(Data entries)
********
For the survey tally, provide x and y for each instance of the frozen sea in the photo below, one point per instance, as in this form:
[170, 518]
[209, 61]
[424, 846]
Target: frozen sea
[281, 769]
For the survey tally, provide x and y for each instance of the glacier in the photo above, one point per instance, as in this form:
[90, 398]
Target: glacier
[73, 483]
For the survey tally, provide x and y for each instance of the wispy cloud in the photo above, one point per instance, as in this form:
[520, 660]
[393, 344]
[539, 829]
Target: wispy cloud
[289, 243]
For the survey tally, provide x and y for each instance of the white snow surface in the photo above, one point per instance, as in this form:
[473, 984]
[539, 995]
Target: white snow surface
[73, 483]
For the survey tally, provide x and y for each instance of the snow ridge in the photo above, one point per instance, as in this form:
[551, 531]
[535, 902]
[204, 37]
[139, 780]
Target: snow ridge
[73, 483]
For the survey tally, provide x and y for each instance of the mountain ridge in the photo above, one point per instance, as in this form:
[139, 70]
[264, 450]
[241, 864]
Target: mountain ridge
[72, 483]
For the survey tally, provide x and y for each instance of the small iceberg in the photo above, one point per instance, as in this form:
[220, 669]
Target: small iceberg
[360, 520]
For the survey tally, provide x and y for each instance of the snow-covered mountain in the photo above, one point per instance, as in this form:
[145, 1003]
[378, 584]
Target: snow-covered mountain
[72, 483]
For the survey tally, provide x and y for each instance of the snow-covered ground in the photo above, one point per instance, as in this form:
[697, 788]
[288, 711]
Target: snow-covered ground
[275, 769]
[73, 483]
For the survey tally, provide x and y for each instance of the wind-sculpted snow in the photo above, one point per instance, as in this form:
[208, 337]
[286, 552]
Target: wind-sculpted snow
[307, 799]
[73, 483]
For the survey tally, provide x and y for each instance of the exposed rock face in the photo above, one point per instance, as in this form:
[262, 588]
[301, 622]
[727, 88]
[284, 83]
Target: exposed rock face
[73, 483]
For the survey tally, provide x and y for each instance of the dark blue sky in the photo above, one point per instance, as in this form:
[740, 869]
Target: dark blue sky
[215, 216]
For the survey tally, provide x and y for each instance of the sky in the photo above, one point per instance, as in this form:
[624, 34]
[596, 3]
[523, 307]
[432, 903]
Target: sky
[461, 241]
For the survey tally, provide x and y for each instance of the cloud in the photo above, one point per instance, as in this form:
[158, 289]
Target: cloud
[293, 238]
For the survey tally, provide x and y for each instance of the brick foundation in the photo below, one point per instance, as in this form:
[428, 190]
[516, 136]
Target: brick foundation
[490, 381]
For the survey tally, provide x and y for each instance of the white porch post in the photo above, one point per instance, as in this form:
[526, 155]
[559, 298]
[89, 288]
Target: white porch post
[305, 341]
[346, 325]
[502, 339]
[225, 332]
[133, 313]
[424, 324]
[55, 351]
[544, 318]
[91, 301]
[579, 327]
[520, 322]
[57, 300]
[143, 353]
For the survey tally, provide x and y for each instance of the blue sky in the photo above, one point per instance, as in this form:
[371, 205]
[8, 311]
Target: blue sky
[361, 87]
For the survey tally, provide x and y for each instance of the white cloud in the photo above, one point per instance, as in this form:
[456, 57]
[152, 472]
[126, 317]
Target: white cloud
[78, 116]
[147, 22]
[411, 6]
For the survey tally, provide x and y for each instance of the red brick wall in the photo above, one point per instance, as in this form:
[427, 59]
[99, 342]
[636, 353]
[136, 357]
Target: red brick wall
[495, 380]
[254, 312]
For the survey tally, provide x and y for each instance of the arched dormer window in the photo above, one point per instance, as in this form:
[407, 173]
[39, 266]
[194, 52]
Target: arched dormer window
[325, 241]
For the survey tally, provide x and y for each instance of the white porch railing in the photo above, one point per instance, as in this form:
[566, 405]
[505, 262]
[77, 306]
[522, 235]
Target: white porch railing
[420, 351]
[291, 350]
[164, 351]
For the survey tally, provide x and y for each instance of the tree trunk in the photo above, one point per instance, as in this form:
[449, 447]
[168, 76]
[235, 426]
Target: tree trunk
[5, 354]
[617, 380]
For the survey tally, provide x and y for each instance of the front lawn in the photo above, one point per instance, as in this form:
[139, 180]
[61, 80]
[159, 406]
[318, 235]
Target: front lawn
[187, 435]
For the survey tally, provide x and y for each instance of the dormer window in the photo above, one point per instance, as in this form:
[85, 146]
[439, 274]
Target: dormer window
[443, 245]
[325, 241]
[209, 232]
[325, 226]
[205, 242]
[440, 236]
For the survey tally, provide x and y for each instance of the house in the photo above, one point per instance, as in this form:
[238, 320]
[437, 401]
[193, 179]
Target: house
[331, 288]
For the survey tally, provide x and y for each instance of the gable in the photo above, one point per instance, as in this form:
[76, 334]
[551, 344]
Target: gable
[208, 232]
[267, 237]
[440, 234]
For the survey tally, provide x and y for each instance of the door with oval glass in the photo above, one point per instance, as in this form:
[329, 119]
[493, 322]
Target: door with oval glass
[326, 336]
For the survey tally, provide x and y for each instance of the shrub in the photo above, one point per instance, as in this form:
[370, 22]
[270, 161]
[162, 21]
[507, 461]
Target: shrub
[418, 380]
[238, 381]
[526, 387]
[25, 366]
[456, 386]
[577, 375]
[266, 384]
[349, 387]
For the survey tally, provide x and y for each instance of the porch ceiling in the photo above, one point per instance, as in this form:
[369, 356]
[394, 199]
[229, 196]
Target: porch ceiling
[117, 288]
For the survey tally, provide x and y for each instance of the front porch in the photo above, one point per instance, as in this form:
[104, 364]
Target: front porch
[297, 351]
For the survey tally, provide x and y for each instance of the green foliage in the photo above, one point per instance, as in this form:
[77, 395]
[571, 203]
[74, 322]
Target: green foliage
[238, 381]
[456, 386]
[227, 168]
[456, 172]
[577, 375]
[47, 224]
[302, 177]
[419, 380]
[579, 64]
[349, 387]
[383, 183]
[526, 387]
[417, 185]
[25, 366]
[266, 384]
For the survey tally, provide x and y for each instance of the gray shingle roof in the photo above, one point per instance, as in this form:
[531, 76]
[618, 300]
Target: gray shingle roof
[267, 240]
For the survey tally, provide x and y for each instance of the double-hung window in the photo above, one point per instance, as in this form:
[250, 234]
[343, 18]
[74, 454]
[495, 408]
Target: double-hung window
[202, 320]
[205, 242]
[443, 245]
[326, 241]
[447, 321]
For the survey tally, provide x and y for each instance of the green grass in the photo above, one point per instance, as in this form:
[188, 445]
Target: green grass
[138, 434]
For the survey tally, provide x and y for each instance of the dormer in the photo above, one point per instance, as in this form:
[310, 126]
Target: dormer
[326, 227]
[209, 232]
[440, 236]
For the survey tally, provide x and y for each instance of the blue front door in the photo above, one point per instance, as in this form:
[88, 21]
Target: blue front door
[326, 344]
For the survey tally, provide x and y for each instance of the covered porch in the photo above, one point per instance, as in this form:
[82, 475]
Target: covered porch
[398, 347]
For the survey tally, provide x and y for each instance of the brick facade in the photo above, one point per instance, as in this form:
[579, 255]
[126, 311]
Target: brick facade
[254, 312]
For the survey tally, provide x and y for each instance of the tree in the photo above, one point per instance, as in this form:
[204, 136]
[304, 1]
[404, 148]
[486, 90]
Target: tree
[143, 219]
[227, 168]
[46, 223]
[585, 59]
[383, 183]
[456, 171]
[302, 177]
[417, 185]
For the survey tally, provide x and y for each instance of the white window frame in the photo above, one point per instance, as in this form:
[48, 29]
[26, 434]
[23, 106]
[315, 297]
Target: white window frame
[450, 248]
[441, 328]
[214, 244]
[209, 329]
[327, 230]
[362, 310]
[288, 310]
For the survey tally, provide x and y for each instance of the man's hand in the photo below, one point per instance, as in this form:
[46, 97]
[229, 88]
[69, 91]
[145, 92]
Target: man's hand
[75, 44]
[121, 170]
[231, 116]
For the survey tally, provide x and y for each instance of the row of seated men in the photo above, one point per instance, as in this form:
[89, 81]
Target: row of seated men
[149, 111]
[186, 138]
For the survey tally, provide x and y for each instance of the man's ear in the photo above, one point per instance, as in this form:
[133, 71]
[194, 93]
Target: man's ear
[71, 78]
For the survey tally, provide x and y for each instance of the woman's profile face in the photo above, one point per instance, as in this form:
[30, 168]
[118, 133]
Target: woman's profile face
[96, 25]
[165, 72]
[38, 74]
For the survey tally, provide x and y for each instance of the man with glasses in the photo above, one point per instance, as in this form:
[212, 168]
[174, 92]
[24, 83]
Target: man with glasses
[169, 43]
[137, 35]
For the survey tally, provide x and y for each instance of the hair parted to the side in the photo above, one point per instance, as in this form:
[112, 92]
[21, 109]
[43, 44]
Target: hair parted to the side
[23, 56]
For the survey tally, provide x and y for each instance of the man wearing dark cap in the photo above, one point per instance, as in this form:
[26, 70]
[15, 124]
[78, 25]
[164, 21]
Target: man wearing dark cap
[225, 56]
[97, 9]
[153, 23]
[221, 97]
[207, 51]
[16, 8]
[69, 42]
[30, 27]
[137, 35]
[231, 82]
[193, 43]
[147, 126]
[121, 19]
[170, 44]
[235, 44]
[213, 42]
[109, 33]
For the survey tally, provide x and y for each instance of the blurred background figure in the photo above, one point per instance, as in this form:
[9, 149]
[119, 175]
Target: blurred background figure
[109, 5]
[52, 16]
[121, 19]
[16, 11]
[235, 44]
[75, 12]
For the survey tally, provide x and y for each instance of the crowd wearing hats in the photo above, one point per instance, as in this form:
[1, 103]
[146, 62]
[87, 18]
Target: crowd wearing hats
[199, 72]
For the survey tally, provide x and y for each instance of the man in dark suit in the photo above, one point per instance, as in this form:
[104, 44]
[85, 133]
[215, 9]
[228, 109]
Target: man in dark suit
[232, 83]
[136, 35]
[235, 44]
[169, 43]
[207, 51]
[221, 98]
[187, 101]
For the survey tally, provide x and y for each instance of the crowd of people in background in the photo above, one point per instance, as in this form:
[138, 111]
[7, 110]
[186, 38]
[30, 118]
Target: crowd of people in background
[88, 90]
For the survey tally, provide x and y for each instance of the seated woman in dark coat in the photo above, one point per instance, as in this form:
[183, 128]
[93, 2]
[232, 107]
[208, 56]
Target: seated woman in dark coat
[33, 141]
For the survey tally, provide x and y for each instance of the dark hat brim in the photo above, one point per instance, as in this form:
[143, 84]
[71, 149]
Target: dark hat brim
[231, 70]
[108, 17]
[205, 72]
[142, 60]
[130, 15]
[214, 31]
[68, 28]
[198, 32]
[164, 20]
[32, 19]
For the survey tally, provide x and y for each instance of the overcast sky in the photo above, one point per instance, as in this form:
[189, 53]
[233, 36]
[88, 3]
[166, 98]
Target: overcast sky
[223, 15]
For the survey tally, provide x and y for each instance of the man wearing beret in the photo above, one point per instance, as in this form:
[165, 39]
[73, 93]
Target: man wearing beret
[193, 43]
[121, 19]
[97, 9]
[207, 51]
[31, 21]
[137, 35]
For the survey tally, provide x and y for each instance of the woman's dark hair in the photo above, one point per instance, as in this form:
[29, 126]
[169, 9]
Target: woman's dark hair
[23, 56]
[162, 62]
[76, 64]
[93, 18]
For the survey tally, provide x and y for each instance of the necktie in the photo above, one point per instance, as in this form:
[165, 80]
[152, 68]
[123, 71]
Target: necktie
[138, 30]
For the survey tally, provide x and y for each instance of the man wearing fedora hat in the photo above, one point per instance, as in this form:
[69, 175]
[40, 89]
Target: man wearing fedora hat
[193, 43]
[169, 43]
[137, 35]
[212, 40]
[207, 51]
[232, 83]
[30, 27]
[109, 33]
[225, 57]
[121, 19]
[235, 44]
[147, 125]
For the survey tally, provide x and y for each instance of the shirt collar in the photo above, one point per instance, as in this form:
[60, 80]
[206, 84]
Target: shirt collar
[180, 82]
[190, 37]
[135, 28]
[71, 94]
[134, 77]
********
§ **TASK TO COMPLETE**:
Each line of the data that holds the word "below" should be copied.

§ **RESPONSE FOR THIS EXERCISE**:
For the survey tally, provide x and y for each instance of the frozen sea in the photo below, one point per instance, as in this form:
For the survey tally, provide x and y for each instance of the brick foundation in the photo below, one point per instance, as in this form:
For the survey tally, provide x and y for each instance of the man's hand in the photo below, one point per instance, as in this form:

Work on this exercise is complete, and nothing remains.